- GIVEN ENTRIES:
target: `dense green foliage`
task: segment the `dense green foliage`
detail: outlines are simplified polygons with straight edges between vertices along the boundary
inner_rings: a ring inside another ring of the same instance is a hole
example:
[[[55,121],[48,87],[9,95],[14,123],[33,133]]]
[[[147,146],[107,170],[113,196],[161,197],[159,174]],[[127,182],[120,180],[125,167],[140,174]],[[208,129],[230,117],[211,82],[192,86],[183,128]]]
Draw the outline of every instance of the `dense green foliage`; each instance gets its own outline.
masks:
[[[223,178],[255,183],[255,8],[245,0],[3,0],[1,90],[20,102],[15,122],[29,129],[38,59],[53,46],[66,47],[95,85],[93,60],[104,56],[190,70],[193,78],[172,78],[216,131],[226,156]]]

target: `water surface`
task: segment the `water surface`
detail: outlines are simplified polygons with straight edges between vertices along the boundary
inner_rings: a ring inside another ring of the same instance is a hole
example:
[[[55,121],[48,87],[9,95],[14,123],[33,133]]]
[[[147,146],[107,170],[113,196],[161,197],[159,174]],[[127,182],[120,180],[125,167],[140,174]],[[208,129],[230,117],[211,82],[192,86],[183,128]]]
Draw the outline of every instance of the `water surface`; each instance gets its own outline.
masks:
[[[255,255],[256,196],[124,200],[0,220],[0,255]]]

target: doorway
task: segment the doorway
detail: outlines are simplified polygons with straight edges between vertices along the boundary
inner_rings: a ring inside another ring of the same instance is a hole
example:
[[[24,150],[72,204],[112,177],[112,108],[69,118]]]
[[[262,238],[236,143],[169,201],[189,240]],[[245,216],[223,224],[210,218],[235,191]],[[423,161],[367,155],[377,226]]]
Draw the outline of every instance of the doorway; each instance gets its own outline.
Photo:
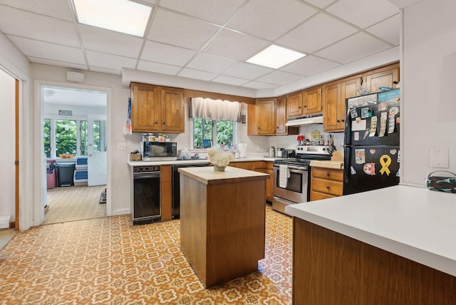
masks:
[[[66,85],[40,89],[47,178],[43,224],[107,214],[108,93]]]

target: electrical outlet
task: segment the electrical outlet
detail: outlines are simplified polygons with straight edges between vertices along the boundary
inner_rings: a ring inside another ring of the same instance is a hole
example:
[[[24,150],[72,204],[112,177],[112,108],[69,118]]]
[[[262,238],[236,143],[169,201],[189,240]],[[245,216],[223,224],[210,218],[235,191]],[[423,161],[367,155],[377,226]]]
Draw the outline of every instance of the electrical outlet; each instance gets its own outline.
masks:
[[[430,149],[430,167],[448,168],[448,148]]]

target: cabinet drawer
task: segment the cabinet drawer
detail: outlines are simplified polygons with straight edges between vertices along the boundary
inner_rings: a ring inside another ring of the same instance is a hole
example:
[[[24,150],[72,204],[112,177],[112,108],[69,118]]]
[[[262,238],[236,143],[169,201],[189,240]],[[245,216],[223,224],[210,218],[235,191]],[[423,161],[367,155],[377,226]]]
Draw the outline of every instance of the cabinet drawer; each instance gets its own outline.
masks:
[[[343,171],[333,168],[311,167],[313,178],[343,181]]]
[[[244,170],[252,170],[252,162],[231,162],[228,166],[233,167],[242,168]]]
[[[332,198],[333,197],[335,196],[332,196],[328,194],[323,194],[322,192],[314,192],[314,191],[311,192],[311,201],[320,200],[321,199]]]
[[[336,181],[314,178],[311,182],[312,191],[321,192],[335,196],[342,195],[343,187],[342,182]]]

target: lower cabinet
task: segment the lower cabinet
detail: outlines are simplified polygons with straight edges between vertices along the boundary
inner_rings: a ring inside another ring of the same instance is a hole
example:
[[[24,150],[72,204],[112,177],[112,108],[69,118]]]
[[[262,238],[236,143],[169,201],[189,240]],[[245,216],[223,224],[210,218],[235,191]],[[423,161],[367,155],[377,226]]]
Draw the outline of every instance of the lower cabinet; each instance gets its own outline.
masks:
[[[266,180],[266,200],[272,202],[274,187],[272,178],[274,162],[272,161],[234,161],[230,162],[229,166],[269,174],[269,177]]]
[[[343,170],[311,167],[311,201],[342,196]]]

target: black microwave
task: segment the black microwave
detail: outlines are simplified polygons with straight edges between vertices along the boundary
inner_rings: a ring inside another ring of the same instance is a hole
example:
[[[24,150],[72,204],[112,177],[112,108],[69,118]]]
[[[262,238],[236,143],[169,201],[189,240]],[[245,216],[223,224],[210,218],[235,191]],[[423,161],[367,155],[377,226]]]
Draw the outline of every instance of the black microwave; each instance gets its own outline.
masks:
[[[177,143],[175,142],[143,142],[142,161],[175,160]]]

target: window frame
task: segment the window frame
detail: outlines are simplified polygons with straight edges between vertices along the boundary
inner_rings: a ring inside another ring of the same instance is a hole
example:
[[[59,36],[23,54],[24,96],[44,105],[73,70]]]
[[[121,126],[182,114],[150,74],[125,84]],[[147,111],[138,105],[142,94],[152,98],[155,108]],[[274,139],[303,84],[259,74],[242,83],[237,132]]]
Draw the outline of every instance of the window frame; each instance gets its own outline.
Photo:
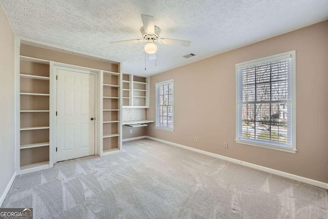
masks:
[[[166,84],[170,84],[171,82],[172,84],[172,98],[173,99],[173,101],[172,105],[172,128],[166,128],[166,127],[163,127],[162,126],[157,126],[157,121],[158,121],[158,114],[157,114],[157,112],[158,112],[158,111],[157,110],[158,107],[158,105],[157,105],[157,103],[158,103],[157,100],[158,98],[157,96],[157,87]],[[160,129],[160,130],[163,130],[169,131],[174,131],[174,79],[171,79],[170,80],[167,80],[167,81],[158,82],[156,83],[155,85],[155,96],[156,96],[155,98],[155,104],[156,104],[155,128],[156,129]]]
[[[265,144],[262,141],[257,140],[246,140],[244,138],[240,139],[239,136],[239,126],[241,123],[239,121],[239,107],[238,98],[239,97],[239,74],[238,69],[251,67],[258,65],[264,64],[275,61],[278,61],[284,58],[291,58],[291,142],[290,147],[278,146],[273,144],[272,142],[268,142]],[[250,145],[255,147],[273,149],[278,151],[284,151],[295,153],[296,152],[296,51],[291,51],[284,52],[276,55],[258,58],[248,62],[236,64],[236,138],[237,143]]]

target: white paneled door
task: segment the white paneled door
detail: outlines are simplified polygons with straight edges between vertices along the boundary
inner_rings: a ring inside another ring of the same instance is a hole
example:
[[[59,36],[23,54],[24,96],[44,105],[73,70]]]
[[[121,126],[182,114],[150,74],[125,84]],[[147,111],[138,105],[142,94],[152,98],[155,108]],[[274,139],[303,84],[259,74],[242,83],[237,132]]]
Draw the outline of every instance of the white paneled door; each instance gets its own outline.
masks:
[[[95,83],[91,72],[57,72],[57,162],[95,154]]]

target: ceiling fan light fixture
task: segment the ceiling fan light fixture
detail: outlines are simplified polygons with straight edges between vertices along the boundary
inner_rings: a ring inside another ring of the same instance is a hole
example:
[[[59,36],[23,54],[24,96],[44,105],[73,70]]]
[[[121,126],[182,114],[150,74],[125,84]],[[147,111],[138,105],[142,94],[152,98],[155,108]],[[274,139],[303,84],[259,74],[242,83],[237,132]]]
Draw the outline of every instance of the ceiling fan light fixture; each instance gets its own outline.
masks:
[[[157,51],[157,46],[154,43],[148,43],[145,46],[145,51],[148,54],[154,54]]]

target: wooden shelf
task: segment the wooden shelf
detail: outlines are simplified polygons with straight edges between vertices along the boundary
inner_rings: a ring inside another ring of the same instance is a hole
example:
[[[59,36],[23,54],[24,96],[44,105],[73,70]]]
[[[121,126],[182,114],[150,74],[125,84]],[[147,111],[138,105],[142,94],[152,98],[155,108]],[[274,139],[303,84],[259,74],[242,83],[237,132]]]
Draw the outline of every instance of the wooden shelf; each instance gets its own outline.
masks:
[[[38,79],[40,80],[46,80],[49,81],[50,78],[49,77],[44,77],[43,76],[37,76],[37,75],[32,75],[31,74],[20,74],[20,77],[24,77],[25,78],[31,78],[31,79]]]
[[[148,106],[122,106],[124,108],[149,108]]]
[[[20,112],[46,112],[50,110],[20,110]]]
[[[44,162],[36,163],[35,164],[30,164],[20,167],[20,174],[24,174],[32,172],[35,172],[38,170],[45,170],[49,169],[49,162],[46,161]]]
[[[37,148],[38,147],[49,146],[49,142],[43,142],[42,143],[30,144],[28,145],[20,145],[21,149],[25,149],[26,148]]]
[[[48,93],[20,93],[20,95],[29,95],[32,96],[49,96],[50,94]]]
[[[148,83],[147,83],[147,82],[140,82],[134,81],[133,83],[135,83],[135,84],[140,84],[140,85],[148,85]]]
[[[113,75],[120,75],[120,74],[117,72],[113,72],[112,71],[104,71],[104,70],[102,70],[102,71],[104,72],[104,74],[111,74]]]
[[[24,56],[24,55],[19,56],[21,61],[31,62],[32,63],[40,63],[42,64],[49,65],[50,61],[49,60],[41,59],[40,58],[32,58],[31,57]]]
[[[102,85],[104,85],[105,87],[114,87],[114,88],[119,88],[119,85],[110,85],[109,84],[103,84]]]
[[[141,124],[142,123],[153,123],[152,120],[136,120],[135,121],[124,121],[122,123],[122,125],[134,125]]]
[[[116,97],[115,96],[103,96],[103,98],[107,98],[108,99],[119,99],[119,97]]]
[[[119,134],[108,134],[107,135],[104,135],[102,136],[103,138],[106,138],[107,137],[116,137],[117,136],[119,136]]]
[[[48,129],[49,126],[40,126],[38,127],[27,127],[27,128],[20,128],[20,131],[25,130],[36,130],[39,129]]]

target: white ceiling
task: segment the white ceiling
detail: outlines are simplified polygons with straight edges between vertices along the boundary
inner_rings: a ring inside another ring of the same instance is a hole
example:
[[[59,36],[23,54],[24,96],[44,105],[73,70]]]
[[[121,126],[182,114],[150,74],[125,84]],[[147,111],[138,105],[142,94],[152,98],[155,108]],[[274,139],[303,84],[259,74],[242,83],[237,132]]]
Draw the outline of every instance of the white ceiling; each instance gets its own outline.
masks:
[[[328,19],[328,0],[0,0],[18,36],[123,63],[125,72],[150,75]],[[157,44],[157,66],[147,61],[141,14],[153,16],[160,37],[190,47]],[[186,59],[182,56],[197,55]]]

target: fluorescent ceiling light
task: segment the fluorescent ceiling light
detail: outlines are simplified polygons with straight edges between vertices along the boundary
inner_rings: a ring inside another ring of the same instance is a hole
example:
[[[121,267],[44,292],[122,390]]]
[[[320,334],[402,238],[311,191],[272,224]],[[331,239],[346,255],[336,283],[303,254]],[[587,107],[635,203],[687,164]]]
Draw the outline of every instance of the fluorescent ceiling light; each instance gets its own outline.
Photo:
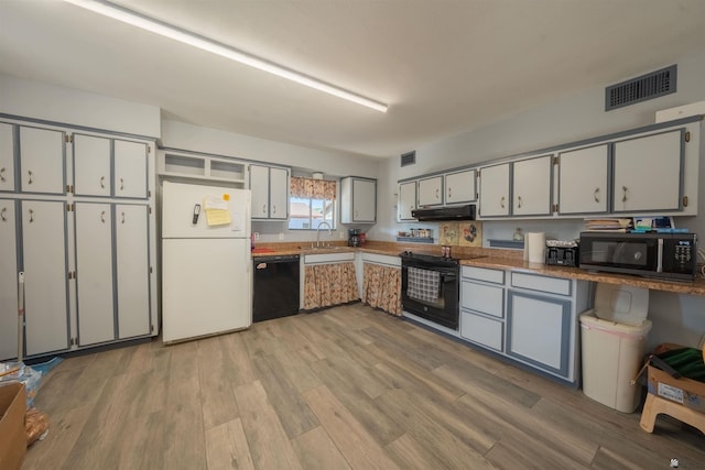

- TASK BRIEF:
Turn the lines of the items above, starting with the line that contains "target: black microwave" and going on through the line that contains "[[[177,143],[175,142],[143,142],[142,161],[175,160]]]", into a Markdown table with the columns Row and Line, leaving out any blank lines.

- RESPONSE TO THE TASK:
| Row | Line |
|---|---|
| 1 | target: black microwave |
| 2 | task: segment the black microwave |
| 3 | detail: outlines are simplified polygons with straight edges between vertices along the boundary |
| 4 | inner_rings: a ring inside another ring of the same instance is a hole |
| 5 | example: |
| 6 | [[[24,150],[72,204],[112,177],[112,108],[69,118]]] |
| 7 | [[[262,238],[236,143],[169,201],[189,240]],[[245,216],[223,224],[210,218],[235,191]],[[423,161],[367,155],[377,226]]] |
| 8 | Draw the outline of every instance of the black microwave; each instance gets its own outline. |
| 9 | masks: |
| 10 | [[[177,143],[175,142],[143,142],[142,161],[175,160]]] |